Excerpts from a point labeling dataset:

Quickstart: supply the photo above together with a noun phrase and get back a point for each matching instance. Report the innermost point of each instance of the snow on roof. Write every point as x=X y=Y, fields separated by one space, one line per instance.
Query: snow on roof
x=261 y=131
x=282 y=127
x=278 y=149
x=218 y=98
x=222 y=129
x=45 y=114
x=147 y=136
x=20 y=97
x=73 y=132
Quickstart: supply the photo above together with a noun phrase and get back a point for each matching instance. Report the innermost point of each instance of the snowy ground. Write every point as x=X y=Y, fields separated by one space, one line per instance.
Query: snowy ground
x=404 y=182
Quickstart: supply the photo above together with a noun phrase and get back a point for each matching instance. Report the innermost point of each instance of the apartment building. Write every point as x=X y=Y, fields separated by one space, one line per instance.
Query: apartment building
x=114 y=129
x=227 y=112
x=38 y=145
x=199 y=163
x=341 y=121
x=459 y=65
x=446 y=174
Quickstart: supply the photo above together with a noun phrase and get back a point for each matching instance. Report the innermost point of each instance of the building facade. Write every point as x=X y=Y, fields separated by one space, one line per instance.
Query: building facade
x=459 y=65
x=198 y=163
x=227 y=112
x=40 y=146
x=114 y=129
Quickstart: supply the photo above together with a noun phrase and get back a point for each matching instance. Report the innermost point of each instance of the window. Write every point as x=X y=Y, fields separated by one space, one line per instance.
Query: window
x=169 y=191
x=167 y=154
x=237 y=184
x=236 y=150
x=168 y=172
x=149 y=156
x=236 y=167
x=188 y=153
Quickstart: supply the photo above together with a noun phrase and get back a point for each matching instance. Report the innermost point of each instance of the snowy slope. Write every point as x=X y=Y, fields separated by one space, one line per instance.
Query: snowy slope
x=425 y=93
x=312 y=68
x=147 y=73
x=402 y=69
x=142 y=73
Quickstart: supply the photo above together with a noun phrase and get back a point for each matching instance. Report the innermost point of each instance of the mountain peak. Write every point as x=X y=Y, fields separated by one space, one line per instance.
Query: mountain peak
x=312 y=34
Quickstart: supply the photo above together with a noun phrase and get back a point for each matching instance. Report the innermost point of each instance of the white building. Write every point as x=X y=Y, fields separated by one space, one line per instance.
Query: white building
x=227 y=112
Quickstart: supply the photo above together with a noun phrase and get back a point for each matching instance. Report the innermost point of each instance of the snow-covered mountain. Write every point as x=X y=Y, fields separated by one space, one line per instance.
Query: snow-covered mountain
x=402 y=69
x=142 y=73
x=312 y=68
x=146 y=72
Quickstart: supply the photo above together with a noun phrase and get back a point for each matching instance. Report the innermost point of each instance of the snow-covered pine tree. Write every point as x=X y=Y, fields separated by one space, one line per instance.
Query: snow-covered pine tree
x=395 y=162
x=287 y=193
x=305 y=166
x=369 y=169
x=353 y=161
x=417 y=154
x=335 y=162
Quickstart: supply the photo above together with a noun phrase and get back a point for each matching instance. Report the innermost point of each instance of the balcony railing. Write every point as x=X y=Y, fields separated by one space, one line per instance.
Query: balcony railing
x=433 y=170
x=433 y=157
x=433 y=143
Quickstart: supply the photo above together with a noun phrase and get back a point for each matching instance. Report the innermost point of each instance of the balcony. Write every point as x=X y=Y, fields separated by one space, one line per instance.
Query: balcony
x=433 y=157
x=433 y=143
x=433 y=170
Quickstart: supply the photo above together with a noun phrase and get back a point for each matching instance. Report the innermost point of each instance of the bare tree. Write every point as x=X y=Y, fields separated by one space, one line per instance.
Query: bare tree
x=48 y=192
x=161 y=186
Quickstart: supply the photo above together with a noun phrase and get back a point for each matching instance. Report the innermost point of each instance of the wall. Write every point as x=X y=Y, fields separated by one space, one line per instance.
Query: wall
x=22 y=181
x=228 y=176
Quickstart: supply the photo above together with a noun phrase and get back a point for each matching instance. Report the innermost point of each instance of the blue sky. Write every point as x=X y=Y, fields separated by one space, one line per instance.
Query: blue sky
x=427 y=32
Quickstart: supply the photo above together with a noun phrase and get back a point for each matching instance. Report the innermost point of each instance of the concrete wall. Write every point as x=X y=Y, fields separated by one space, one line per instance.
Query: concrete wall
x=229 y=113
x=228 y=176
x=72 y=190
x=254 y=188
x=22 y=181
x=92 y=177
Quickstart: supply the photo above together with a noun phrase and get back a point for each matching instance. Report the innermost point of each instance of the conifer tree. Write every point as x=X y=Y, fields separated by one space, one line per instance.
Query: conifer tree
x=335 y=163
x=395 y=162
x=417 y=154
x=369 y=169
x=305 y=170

**What the task requires**
Rescale the material from the line with "of the conifer" up to and including its last line. Write out every one of those lines again, requests included, multiplying each x and y coordinate in the answers by 1.7 and rounding to a whole number, with halves rounded up.

**Exercise result**
Quickstart: supply the photo above together with a noun phrase and get back a point for each matching instance. Report the innermost point of each instance of the conifer tree. Write every point as x=X y=Y, fields separated by one space, one line per instance.
Query: conifer tree
x=570 y=277
x=672 y=275
x=709 y=262
x=627 y=287
x=519 y=289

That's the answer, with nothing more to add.